In the text on health care in Poland, rewrite the passage starting at the words "About 70% of" and stopping after "response to problems.", with "Minister of Health" changed to "Ministry of Health".

BEGIN Text section

Health care in Poland is insurance based, delivered through a publicly funded health care system called the Narodowy Fundusz Zdrowia, which is free for all the citizens of Poland provided they fall into the "insured" category (usually meaning that they have health insurance paid for by their employer, or are the spouse or child of an insured person).  According to Article 68 of the Polish Constitution everyone has a right to have access to health care. Citizens are granted equal access to the publicly funded healthcare system. In particular, the government is obliged to provide free health care to young children, pregnant women, disabled people, and the elderly. However, private healthcare use is very extensive in Poland. Patients who are uninsured have to pay the full cost of medical services. According to a study conducted by CBOS in 2016, out of 84% patients taking part in the survey, 40% declared use of both private and public health services, 37% use only public health care, and 7% use only private health services. 77% of all responders declared using private health care is caused by long waiting for public health care services.

Financing and health expenses
The main financing source is health insurance in the National Health Fund. Citizens are obligated to pay insurance fees (redistributed tax) which is 9% deducted from personal income (7,75% is deducted from the tax, 1,25% covered by insured goes directly to the National Health Fund).  
The national budget covers around 5% of all health care expenses. Since 2007 emergency rescue services are financed in total from the national budget.
About 70% of health expenses in Poland are covered by the National Health Fund, with the remaining 30% coming from private health insurance.

Structure
The management of the public health system is divided between the Minister of Health and three levels of territorial self-government. It has been suggested that this delays response to problems.

The structure of the health system in Poland is regulated by these laws:   

The Narodowy Fundusz Zdrowia is the National Health Fund of Poland.

Health service providers

 Health care units functioning as economic operators
 Self-sufficient public health care units:  research institutes, foundations, associations, and churches. 
 Private health care: medical, nursing, birth attendant, dentistry
 Drug stores

Primary care
The basis of the health care system is the  primary care physician, who is most commonly a specialist in family health. They are responsible for conducting treatment and taking preventive actions for assigned patients. If sickness requires the intervention of a specialist, the first contact doctor issues referral to a hospital or other health care unit. Primary care surgeries are open from Monday to Friday from 8:00 a.m. to 6:00 p.m. At other times the Narodowy Fundusz Zdrowia has contracts with 24-hour medical service units. Addresses and telephone numbers of units providing 24 hour-medical service are available in primary healthcare surgeries.  A referral is not needed for oncology, gynecology, psychiatry, dentistry, or sexually transmitted diseases. Not all dental treatment is covered by the health insurance scheme.

END Text section
BEGIN Information supplied

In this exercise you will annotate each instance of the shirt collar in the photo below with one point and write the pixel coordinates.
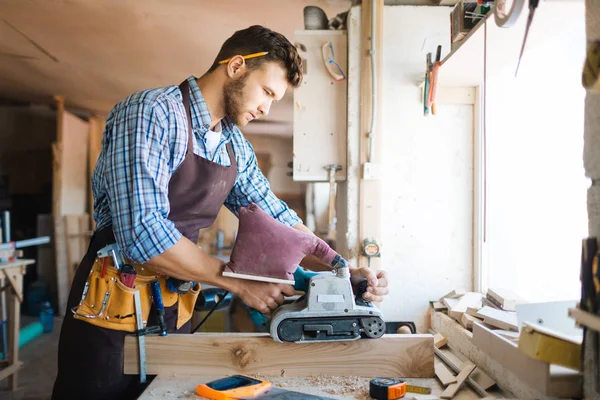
(201, 118)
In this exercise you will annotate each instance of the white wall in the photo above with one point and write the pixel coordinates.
(280, 149)
(537, 188)
(428, 169)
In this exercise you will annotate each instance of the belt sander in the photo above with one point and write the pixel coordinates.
(268, 250)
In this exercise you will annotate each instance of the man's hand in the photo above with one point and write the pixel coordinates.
(263, 296)
(377, 287)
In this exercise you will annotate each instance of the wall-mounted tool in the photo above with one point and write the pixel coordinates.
(434, 81)
(533, 4)
(371, 249)
(591, 70)
(427, 85)
(331, 217)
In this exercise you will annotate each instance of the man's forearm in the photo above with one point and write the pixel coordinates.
(311, 262)
(188, 262)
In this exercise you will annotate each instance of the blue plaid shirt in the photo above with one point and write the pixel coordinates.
(144, 142)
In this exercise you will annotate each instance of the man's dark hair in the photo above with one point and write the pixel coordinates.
(256, 39)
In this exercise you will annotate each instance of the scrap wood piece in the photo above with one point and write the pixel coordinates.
(467, 321)
(450, 302)
(444, 374)
(551, 349)
(439, 340)
(505, 299)
(454, 294)
(455, 364)
(473, 311)
(409, 356)
(498, 318)
(451, 390)
(470, 299)
(438, 306)
(482, 379)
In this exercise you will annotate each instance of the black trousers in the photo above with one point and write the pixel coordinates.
(90, 358)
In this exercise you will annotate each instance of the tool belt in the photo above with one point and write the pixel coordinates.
(107, 303)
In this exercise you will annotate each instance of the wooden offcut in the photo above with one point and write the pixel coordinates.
(451, 390)
(439, 340)
(409, 356)
(444, 374)
(550, 349)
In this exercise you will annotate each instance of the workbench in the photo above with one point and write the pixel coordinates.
(11, 280)
(336, 387)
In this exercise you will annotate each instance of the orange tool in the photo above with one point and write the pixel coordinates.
(233, 387)
(387, 388)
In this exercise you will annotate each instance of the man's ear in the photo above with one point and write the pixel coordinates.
(236, 67)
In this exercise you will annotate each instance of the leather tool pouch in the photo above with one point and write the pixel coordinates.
(185, 308)
(107, 303)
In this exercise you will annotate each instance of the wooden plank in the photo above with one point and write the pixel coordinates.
(46, 263)
(444, 374)
(550, 349)
(74, 165)
(62, 273)
(508, 355)
(409, 356)
(14, 320)
(453, 294)
(439, 340)
(470, 299)
(96, 127)
(57, 156)
(467, 321)
(460, 339)
(505, 298)
(548, 380)
(498, 318)
(71, 229)
(585, 318)
(451, 390)
(455, 364)
(438, 306)
(16, 290)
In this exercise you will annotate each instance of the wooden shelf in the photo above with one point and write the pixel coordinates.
(464, 65)
(585, 318)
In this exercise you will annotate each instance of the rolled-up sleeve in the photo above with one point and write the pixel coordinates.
(251, 186)
(138, 170)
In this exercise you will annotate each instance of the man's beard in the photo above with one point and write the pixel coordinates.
(234, 100)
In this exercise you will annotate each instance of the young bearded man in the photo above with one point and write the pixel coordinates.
(171, 157)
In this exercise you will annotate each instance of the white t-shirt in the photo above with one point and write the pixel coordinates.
(213, 138)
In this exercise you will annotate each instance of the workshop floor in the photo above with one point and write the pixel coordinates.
(39, 357)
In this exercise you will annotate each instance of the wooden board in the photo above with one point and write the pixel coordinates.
(498, 318)
(505, 298)
(550, 349)
(444, 374)
(496, 359)
(451, 390)
(171, 386)
(409, 356)
(470, 299)
(556, 381)
(439, 340)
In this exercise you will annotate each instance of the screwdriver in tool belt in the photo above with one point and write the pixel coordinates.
(160, 307)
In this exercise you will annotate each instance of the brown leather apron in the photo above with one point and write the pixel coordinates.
(90, 358)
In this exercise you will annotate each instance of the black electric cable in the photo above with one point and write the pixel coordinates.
(210, 312)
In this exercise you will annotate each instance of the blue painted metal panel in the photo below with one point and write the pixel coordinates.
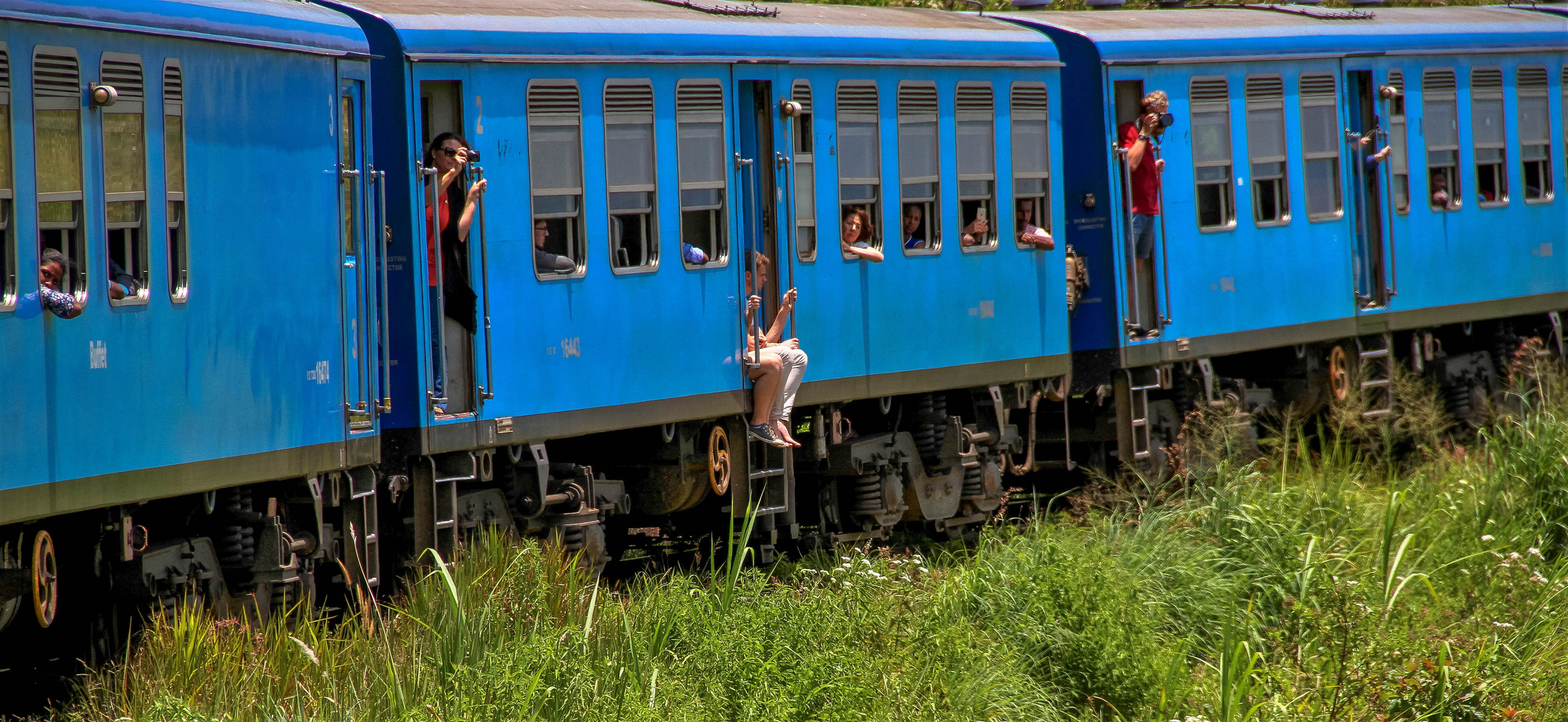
(279, 23)
(1479, 253)
(248, 364)
(603, 340)
(1239, 32)
(642, 29)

END Information supplied

:: Exercise response ::
About 70% of health expenses in Poland are covered by the National Health Fund, with the remaining 30% coming from private health insurance.

Structure
The management of the public health system is divided between the Ministry of Health and three levels of territorial self-government. It has been suggested that this delays response to problems.